■ Teks Bacaan:
▼

Hakim Pengadilan Tinggi Padang Kabulkan Permohonan Banding Warga Sumpur
Padangpanjang, rakyatsumbar.id–Setelah menanti cukup lama, akhirnya perjuangan warga Sumpur, Kecamatan Batipuh Selatan, Kabupaten Tanahdatar, Isna dan Aida Amir untuk mempertahankan hak-haknya, berbuah manis. Pengadilan Tinggi Padang mengabulkan permohonan banding yang diajukan keduanya yang sebelumnya merupakan tergugat saat kasusnya bergulir di Pengadilan Negeri Padangpanjang.
Isna menjual tanahnya yang sudah bersertifikat hak milik kepada Aida Amir yang juga warga Sumpur. Namun warga Malalo, Zaibul Datuak Kabasaran Nan Itam dan Farida, menggugat Isna dan Aida Amir di Pengadilan Negeri Padangpanjang karena mengklaim tanah yang dijual Isna adalah harta pusaka tinggi kaumnya.
Kepada wartawan, Isna dan Aida Amir yang didampingi kuasa hukumnya menyebutkan, Pengadilan Negeri Padangpanjang telah memutus perkaranya pada tingkat pertama pada 13 Juli lalu yang menyatakan gugatan warga Malalo tersebut tidak dapat diterima atau niet ontvankelijk verklaard (NO).
“Kami tidak puas dengan putusan tersebut sehingga kami mengajukan banding ke Pengadilan Tinggi Padang, karena kami ingin keadilan dan adanya kepastian hukum atas hak-hak kami baik sebagai penjual maupun pembeli yang telah kami lakukan sesuai ketentuan hukum yang berlaku,” katanya.
Pengadilan Tinggi Padang dalam putusannya Nomor 163/PDT.G/2021/PT.PDG tanggal 14 Oktober 2021 menyatakan, menerima permohonan banding dari para pembanding atau semula sebagai tergugat 1 (Isna) dan tergugat 2 (Aida Amir) serta turut terbanding semula turut tergugat (BPN). Selanjutnya Pengadilan Tinggi Padang membatalkan putusan Pengadilan Negeri Padang Panjang Nomor 7/Pdt.G/2020/PN.Pdp tanggal 13 Juli 2021.

▲

[Entri yang dikutip dari sebuah koleksi]
▼

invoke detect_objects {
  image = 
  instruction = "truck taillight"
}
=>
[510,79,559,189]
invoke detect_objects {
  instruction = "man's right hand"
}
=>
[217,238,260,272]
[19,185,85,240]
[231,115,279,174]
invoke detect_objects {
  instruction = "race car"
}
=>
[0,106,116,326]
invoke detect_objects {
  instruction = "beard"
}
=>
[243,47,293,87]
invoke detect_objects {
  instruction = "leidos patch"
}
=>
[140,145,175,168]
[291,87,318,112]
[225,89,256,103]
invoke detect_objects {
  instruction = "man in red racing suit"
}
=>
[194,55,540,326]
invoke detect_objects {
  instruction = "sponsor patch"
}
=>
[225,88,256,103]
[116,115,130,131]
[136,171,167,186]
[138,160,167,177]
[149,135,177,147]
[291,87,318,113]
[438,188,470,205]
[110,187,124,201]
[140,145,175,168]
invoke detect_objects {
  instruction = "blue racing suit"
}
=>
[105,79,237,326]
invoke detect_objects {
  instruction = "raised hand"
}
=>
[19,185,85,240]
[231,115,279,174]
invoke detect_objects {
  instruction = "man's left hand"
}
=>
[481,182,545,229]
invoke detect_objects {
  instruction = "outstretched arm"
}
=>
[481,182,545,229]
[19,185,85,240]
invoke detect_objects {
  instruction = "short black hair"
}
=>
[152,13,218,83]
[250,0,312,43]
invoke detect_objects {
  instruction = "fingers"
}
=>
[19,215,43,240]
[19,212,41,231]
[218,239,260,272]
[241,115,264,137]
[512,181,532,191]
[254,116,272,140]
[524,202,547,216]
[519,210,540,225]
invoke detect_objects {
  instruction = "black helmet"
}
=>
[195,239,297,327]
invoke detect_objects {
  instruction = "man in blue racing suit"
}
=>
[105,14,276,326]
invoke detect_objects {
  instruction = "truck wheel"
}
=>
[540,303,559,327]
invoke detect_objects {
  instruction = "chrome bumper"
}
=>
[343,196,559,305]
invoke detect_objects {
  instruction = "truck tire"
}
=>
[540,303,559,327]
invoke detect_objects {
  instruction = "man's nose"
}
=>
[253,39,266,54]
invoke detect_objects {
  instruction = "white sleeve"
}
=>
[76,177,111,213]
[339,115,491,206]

▲
▼

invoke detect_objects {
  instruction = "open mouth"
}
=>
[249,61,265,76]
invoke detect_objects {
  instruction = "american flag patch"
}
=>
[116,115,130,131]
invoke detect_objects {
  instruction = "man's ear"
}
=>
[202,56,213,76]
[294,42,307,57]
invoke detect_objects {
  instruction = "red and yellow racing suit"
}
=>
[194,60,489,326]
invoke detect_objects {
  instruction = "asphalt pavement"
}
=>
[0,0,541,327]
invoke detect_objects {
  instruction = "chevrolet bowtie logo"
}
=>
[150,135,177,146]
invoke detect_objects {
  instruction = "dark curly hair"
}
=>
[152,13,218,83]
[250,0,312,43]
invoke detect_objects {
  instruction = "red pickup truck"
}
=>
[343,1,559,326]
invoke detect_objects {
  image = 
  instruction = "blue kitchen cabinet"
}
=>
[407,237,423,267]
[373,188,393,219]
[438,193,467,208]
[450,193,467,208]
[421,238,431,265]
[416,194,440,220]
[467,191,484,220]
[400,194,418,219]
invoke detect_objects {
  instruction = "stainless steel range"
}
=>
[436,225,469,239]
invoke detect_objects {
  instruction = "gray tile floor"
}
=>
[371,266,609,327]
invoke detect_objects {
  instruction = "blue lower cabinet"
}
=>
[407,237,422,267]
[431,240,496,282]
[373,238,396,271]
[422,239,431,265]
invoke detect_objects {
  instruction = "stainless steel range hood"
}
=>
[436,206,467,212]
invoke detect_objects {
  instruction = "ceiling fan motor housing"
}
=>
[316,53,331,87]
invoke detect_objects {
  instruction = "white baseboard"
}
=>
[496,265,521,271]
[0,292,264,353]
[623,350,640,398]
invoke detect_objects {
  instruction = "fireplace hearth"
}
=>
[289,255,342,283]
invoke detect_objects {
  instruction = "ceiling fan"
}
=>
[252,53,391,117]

▲
▼

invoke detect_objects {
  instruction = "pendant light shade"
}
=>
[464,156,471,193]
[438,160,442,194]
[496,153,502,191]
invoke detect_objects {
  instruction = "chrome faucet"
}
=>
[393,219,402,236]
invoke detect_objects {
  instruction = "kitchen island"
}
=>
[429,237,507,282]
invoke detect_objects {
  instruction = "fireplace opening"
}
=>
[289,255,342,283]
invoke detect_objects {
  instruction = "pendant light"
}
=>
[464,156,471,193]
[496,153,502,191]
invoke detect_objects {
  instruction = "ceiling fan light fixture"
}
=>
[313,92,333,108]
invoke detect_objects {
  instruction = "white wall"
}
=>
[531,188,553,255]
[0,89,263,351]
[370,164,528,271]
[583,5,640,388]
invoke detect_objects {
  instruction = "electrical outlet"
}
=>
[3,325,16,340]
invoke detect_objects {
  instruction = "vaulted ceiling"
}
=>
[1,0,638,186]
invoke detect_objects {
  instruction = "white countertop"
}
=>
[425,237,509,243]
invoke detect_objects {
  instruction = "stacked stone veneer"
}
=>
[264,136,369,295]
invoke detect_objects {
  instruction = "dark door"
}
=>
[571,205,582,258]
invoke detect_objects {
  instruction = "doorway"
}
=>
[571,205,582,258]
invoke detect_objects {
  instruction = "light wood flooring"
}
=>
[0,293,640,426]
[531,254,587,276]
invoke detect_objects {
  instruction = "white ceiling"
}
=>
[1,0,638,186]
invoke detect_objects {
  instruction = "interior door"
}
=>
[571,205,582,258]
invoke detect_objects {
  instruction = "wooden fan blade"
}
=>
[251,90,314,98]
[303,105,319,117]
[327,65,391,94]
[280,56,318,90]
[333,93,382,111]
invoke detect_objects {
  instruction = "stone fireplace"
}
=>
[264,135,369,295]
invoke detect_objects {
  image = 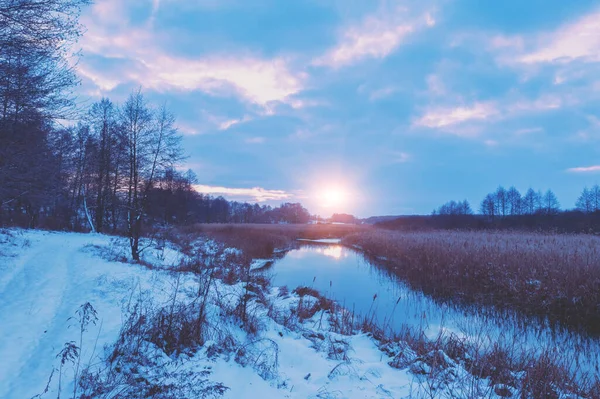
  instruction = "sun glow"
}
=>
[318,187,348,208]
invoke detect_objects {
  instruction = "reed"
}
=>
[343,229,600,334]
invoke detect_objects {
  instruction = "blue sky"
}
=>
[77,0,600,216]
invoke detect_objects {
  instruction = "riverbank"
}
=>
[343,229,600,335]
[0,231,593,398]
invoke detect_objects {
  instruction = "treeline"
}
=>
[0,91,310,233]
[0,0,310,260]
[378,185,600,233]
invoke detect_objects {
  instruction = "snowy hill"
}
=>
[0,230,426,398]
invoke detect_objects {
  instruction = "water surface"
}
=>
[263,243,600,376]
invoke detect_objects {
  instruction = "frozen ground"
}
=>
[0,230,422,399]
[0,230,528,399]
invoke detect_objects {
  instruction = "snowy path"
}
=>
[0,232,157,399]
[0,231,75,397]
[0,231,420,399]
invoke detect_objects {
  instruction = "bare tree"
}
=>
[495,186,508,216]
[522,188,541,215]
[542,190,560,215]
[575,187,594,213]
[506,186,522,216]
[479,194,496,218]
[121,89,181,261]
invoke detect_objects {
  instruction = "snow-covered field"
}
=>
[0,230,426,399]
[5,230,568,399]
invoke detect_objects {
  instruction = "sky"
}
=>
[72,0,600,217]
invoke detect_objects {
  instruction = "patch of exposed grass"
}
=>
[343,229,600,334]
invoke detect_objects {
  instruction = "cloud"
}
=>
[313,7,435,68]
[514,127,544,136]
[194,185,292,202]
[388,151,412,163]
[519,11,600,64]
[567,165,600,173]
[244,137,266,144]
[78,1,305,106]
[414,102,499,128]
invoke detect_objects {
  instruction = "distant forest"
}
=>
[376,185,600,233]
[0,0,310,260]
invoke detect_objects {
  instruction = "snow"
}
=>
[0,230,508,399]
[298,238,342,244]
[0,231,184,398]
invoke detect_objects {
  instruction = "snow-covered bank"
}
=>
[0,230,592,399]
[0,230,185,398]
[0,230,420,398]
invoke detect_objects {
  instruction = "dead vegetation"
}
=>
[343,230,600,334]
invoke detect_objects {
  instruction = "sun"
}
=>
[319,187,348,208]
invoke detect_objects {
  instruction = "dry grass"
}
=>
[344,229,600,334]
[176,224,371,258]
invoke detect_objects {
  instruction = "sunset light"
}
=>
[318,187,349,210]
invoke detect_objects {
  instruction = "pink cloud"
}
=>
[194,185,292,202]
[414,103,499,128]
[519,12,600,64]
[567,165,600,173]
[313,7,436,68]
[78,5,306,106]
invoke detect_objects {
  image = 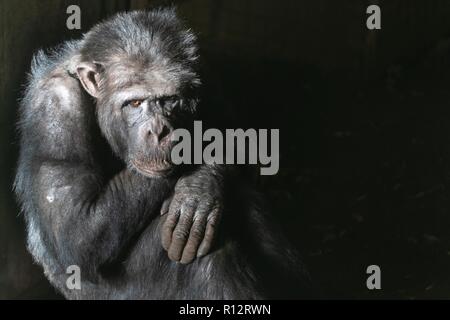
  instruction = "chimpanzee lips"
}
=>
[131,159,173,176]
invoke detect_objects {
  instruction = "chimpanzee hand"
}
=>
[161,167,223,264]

▲

■ Tugas Anda:
• 1. Kembalikan bagian teks bacaan mulai dari "Isna menjual tanahnya" sampai dengan "pusaka tinggi kaumnya.".
• 2. Menurut teks bacaan, pada tanggal berapa Pengadilan Tinggi Padang mengeluarkan putusan Nomor 163/PDT.G/2021/PT.PDG?
Entri-entri tersebut tidak berhubungan dengan teks bacaan.

■ Daftar Jawaban:
• 1.
Isna menjual tanahnya yang sudah bersertifikat hak milik kepada Aida Amir yang juga warga Sumpur. Namun warga Malalo, Zaibul Datuak Kabasaran Nan Itam dan Farida, menggugat Isna dan Aida Amir di Pengadilan Negeri Padangpanjang karena mengklaim tanah yang dijual Isna adalah harta pusaka tinggi kaumnya.

• 2. 14 Oktober 2021.